**Request a**
In the text on NTP setup for VAX systems, translate the sentence "Yes, this is what I was going to do for them." into French.

___ Text excerpt

All the other NYC VAXes would have:
server NYCVAX1
server NYCVAX2
server NYCVAX3
and all the other London VAXes would have:
server LondonVAX1
server LondonVAX2
server LondonVAX3
in there respective NTP.CONF files.
Yes, this is what I was going to do for them.
But... would it make sense to add "server NYC-NTP-SERVER" to all the
VAX systems in case the three local-masters in NYC go down or are
taken down, or am I being to paranoid, or is that a bad idea for some
other reason? Or should I just add "peer <remaining VAX systems in
this city" as in the example in the TCPware manual?
BTW, my motivation is to have all the times correct based on UTC, and
if I lose connection to the data center's NTP server, at least have
all the VAX systems synchronized to each other.
Thanks again.
NTP *always* works on UTC. For VMS systems which are usually/often
based on the local time zone, the NTP client has to convert the UTC
time to local time before setting the clock, and the NTP server has
to convert the local clock time to UTC before supplying it to clients.

______
___ Available data

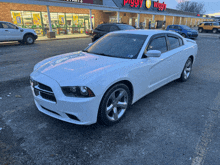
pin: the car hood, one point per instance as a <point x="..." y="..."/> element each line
<point x="77" y="65"/>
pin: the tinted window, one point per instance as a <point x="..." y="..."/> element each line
<point x="113" y="28"/>
<point x="8" y="26"/>
<point x="158" y="44"/>
<point x="118" y="45"/>
<point x="105" y="28"/>
<point x="174" y="42"/>
<point x="207" y="24"/>
<point x="125" y="27"/>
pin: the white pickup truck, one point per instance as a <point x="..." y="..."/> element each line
<point x="11" y="32"/>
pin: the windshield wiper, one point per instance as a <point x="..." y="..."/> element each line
<point x="103" y="54"/>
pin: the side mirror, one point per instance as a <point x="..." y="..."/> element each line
<point x="153" y="53"/>
<point x="90" y="44"/>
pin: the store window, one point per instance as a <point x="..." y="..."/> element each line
<point x="114" y="20"/>
<point x="27" y="19"/>
<point x="16" y="18"/>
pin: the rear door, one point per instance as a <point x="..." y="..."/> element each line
<point x="3" y="33"/>
<point x="161" y="68"/>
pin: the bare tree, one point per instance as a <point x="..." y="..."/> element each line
<point x="190" y="6"/>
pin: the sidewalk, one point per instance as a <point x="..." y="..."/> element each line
<point x="60" y="37"/>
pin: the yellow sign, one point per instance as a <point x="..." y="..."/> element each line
<point x="61" y="19"/>
<point x="16" y="18"/>
<point x="75" y="20"/>
<point x="36" y="19"/>
<point x="148" y="4"/>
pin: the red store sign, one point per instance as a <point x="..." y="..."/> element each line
<point x="134" y="3"/>
<point x="160" y="6"/>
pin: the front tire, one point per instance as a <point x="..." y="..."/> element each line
<point x="29" y="39"/>
<point x="200" y="30"/>
<point x="214" y="31"/>
<point x="186" y="70"/>
<point x="114" y="104"/>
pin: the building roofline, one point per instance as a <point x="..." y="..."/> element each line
<point x="59" y="3"/>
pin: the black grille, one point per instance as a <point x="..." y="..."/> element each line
<point x="44" y="87"/>
<point x="47" y="96"/>
<point x="72" y="117"/>
<point x="50" y="111"/>
<point x="44" y="91"/>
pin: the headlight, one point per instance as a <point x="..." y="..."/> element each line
<point x="77" y="91"/>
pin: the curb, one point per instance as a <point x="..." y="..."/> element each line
<point x="52" y="39"/>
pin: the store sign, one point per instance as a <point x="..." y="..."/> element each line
<point x="80" y="1"/>
<point x="140" y="3"/>
<point x="160" y="6"/>
<point x="134" y="3"/>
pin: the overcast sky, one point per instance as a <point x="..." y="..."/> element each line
<point x="211" y="6"/>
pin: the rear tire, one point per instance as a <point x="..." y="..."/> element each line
<point x="29" y="39"/>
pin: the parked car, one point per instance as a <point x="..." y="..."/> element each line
<point x="214" y="27"/>
<point x="102" y="81"/>
<point x="183" y="30"/>
<point x="109" y="27"/>
<point x="11" y="32"/>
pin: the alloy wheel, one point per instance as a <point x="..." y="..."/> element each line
<point x="117" y="104"/>
<point x="29" y="40"/>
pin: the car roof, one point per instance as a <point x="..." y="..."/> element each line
<point x="114" y="24"/>
<point x="145" y="32"/>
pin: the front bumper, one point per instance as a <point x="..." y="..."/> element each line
<point x="192" y="35"/>
<point x="35" y="37"/>
<point x="82" y="111"/>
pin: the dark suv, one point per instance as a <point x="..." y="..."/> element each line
<point x="109" y="27"/>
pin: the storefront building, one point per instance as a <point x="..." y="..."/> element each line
<point x="76" y="16"/>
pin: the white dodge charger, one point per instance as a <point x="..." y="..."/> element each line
<point x="102" y="81"/>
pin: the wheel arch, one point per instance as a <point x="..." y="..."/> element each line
<point x="127" y="83"/>
<point x="28" y="33"/>
<point x="192" y="57"/>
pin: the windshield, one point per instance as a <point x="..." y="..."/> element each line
<point x="119" y="45"/>
<point x="215" y="23"/>
<point x="186" y="27"/>
<point x="126" y="27"/>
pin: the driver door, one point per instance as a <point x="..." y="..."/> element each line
<point x="160" y="67"/>
<point x="12" y="31"/>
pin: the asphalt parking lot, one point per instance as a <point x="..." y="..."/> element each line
<point x="178" y="124"/>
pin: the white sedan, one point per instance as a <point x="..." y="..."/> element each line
<point x="102" y="81"/>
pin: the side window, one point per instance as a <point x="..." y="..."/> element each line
<point x="158" y="44"/>
<point x="174" y="42"/>
<point x="106" y="28"/>
<point x="113" y="28"/>
<point x="8" y="26"/>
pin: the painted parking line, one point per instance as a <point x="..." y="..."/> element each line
<point x="206" y="137"/>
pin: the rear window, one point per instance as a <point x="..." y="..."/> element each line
<point x="125" y="27"/>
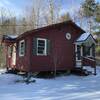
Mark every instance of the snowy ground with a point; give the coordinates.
(62, 88)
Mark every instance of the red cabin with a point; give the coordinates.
(59, 46)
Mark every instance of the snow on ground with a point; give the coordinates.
(62, 88)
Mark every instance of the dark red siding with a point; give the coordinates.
(61, 48)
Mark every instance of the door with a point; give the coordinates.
(14, 55)
(79, 54)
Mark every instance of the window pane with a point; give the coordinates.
(41, 47)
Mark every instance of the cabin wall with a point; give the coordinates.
(61, 49)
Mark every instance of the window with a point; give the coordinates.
(41, 46)
(22, 48)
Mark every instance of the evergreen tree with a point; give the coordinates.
(89, 12)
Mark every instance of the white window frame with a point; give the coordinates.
(45, 48)
(22, 41)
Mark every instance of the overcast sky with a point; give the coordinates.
(18, 5)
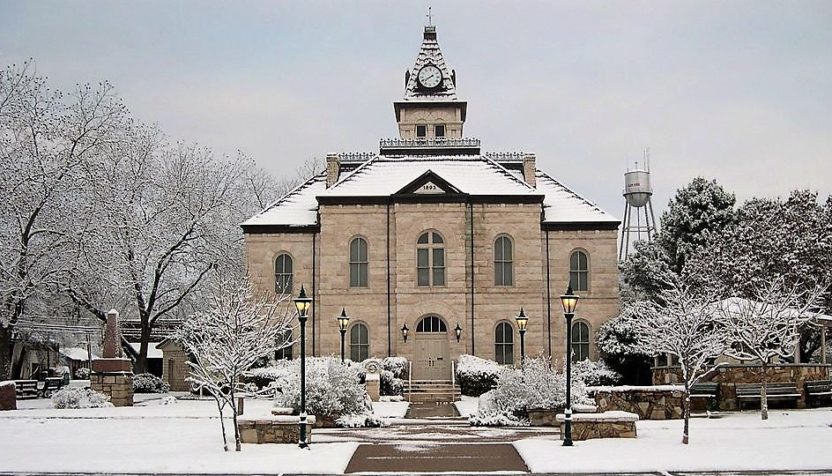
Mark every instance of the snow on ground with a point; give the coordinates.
(467, 406)
(789, 440)
(180, 438)
(390, 409)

______

**Request b**
Find each line in the records that contains the string "overcast", matching case exactly, and copy those lines.

**Result a**
Oui, c'est ce que j'allais faire pour eux.

**Result b**
pin: the overcast sky, one point per instance as a <point x="..." y="..."/> element each line
Mark every instance of the overcast sky with a point; give the coordinates.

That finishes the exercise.